Given passage:
◆ ◆ ◆
This coverage code will only work on modules which were imported, where the .pyc file is used instead of the .py file. (But perhaps an import hook would be useful or at least interesting here?) What I do is import the module via the command-line
% cd spam/
% python -c 'import testing'
Could not interpolate: %d format: a number is required, not str
File "<string>", line 1, in <module>
File "spam/testing.py", line 21, in <module>
main()
File "spam/testing.py", line 785, in main
File "ast_report.py", line 30, in check_string
traceback.print_stack()
Coverage results for file spam/testing.py
1:1 enter 1 leave 1 (diff 0)
def main():
3:3 enter 1 leave 1 (diff 0)
def f(x):
4:5 enter 5 but never left
if x > 0:
5:7 reach 5
return x*x
6:5 not entered
1/0
8:3 enter 1 leave 1 (diff 0)
for i in range(4, 9):
9:5 enter 5 leave 5 (diff 0)
if f(i) < 0: x=9
9:18 not entered
if f(i) < 0: x=9
10:5 enter 5 leave 4 (diff -1)
if i == 8:
11:8 reach 1
continue
12:8 not entered
print "Here"
13:5 enter 4 leave 4 (diff 0)
if i == 10:
14:8 not reached
continue
16:3 enter 1 leave 1 (diff 0)
try:
17:7 reach 1
raise TypeError("Hi! %d" % "sdfa")
19:7 enter 1 leave 1 (diff 0)
pass
21:1 enter 1 leave 1 (diff 0)
main()
You can see that it reports the string interpolation without a problem, and if you look closely you'll see that it catches that the "if" on line 9 is executed while the "x=9" also on line 9 is never executed.
There's also some problems. Line 4 reports that the code was entered 5 times and never left, but that's a bit of a false positive since it left through a return statement. I think now, after additional thought, that the better solution is to put the "leave" test on the first line of each possible branch.
Pluses and minuses
There are some great advantages to this approach.
- I don't need to look at the stack frame to figure out where I am, or even use the sys.settrace() hook.
- I get coverage testing of every statement on a line.
- I can instrument a specific and limited set of Python files
- Full branch coverage is possible.
- I can add tests which are almost impossible to add otherwise (like "%d" % "asdf"; or what about checking if the RHS of an assert will actually work?)
- What about instrumenting all "d.keys()" calls in Python 2.x code to check and report if a dict keys() result is ever used as something other than the iterator, like it would be in Python 3.x?
There are some difficult problems as well. Consider:
x = arg or default_arg or die(_("missing arg"))
Branch reporting should say that 'arg' tested both True and False, that default_arg tested True and False and ... that the result of die() tested both True and False?
And just how should someone visualize all this extra data?
"See also" and ruminations
I talked with Ned some after my presentation. He pointed out that the complex part of coverage.py, which he's worked on a lot during the last year, is to make the system configurable so it can be told which coverage to ignore. I know what he means. In the late 1990s I added the "#pragma: no cover" option to the early form of coverage.py, which exists (although not my actual code) to this day.
◆ ◆ ◆
Descriptions of image regions in natural language:
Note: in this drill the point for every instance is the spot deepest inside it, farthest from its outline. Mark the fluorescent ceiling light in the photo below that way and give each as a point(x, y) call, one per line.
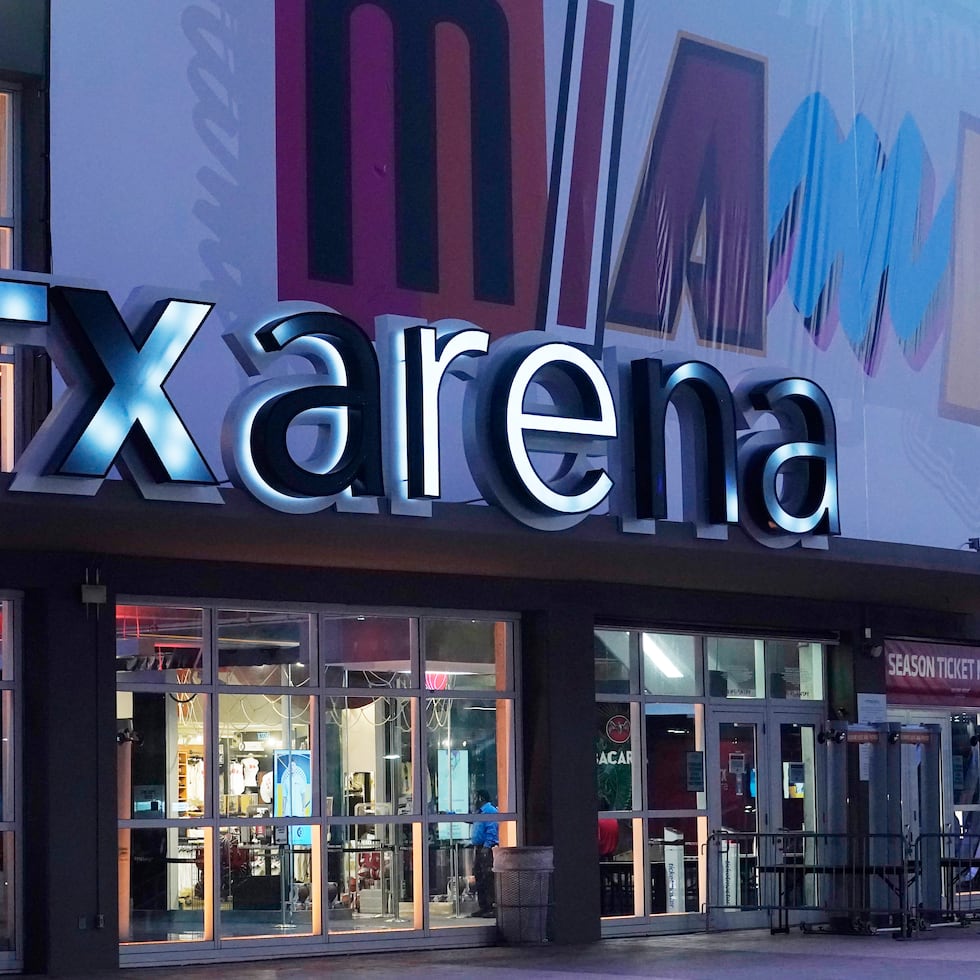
point(659, 659)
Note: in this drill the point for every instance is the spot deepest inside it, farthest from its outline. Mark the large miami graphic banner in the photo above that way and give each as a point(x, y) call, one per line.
point(775, 188)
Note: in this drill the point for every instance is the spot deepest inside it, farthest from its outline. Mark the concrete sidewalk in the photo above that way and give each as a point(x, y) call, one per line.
point(750, 955)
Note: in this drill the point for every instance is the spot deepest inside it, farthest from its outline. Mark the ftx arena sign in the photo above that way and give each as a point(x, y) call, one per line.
point(551, 434)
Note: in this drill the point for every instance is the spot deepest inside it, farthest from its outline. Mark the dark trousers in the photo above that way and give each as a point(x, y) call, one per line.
◆ ◆ ◆
Problem to work on:
Answer these questions using the coverage passage:
1. Which line is reported as entered 5 times and never left, and why does the passage call that a false positive?
2. Which hook does the author say is not needed with this approach?
3. What option did the author add to the early form of coverage.py in the late 1990s?
The rows have nothing to do with this exercise.

Expected output:
1. Line 4. It counts as a false positive because the code left through a return statement.
2. The sys.settrace() hook.
3. The "#pragma: no cover" option.